**What is asked:** Your task is to copy the material exactly.

**Coordinate annotation entries:**
══════════════════════════════

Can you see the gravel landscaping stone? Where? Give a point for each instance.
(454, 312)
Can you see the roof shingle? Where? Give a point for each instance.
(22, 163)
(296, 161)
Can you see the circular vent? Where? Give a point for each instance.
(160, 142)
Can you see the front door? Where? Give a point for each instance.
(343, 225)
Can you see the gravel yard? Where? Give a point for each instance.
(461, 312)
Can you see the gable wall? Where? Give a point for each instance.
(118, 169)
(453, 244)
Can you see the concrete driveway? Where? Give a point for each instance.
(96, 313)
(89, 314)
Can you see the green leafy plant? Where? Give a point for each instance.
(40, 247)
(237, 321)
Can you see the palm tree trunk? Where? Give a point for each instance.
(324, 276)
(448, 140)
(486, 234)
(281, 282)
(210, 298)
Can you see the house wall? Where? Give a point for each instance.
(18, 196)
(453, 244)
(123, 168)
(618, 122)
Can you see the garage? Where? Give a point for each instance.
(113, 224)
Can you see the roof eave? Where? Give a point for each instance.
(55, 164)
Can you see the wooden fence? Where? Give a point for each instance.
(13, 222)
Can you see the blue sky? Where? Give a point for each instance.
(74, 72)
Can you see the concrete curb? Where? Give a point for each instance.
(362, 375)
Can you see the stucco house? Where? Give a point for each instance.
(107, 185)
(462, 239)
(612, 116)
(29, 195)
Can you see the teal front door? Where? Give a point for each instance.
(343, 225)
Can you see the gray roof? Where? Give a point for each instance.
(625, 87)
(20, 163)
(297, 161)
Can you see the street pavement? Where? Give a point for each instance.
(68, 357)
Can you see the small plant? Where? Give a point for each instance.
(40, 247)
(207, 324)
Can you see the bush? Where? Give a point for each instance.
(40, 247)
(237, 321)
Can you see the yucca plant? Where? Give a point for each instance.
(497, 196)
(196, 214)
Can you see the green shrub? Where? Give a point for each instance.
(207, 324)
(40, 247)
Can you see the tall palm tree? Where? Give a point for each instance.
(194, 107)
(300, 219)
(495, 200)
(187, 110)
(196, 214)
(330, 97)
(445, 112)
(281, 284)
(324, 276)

══════════════════════════════

**Written solution:**
Can you see the gravel landscaping stone? Where? Give a point for each instance.
(454, 312)
Can you see the roof shingle? Where? Give a point for each instance.
(22, 163)
(296, 161)
Can you see the circular vent? Where? Give a point for each instance.
(160, 142)
Can you see the front door? Where? Give a point for each instance.
(343, 225)
Can you see the gravel yard? Where? Give a point for each instance.
(461, 312)
Can you see the gable wall? Where? Give a point for each instance.
(118, 169)
(453, 244)
Can you see the concrete driveway? Where? Give a point for each instance.
(96, 313)
(89, 314)
Can you see the green leafy plant? Where? Give a point for each instance.
(40, 247)
(237, 321)
Can you see the palm tree trunk? Where? Give a point for each instance.
(324, 276)
(448, 140)
(486, 234)
(281, 282)
(210, 298)
Can you see the house wall? Where? Give a point for each instance.
(18, 196)
(453, 244)
(123, 168)
(618, 122)
Can you see the garage? Where? Give a point for each instance.
(113, 224)
Can you see the roof eave? Where? Give a point for each instance.
(55, 164)
Can you see the wooden fence? Where? Give a point for each instance.
(13, 222)
Can you see the blue sky? Where? Give a point for each instance.
(74, 72)
Can you see the concrete curb? Where? Give a point for each instance.
(362, 375)
Can you see the stucco house? Where? Give a point for each instance.
(107, 185)
(462, 239)
(612, 116)
(29, 195)
Can you see the teal front door? Where? Give a point for each instance.
(343, 225)
Can you see the gray roof? Where? Give a point for each instance.
(625, 87)
(20, 163)
(297, 161)
Can you see the street pavement? Where? Give a point for each instance.
(68, 357)
Can you see the small plant? Where? Give a point for each instance.
(40, 247)
(207, 324)
Can you see the bush? Where? Give a point for each instance.
(40, 247)
(237, 321)
Can you see the yucca plant? Where? Give a point for each instance.
(497, 196)
(196, 214)
Can you see the green shrub? Where? Give a point for each instance.
(207, 324)
(40, 247)
Can you see the tall palm tree? Where? Give a point for each instance.
(194, 107)
(300, 219)
(495, 200)
(187, 110)
(196, 214)
(330, 97)
(445, 112)
(281, 284)
(324, 276)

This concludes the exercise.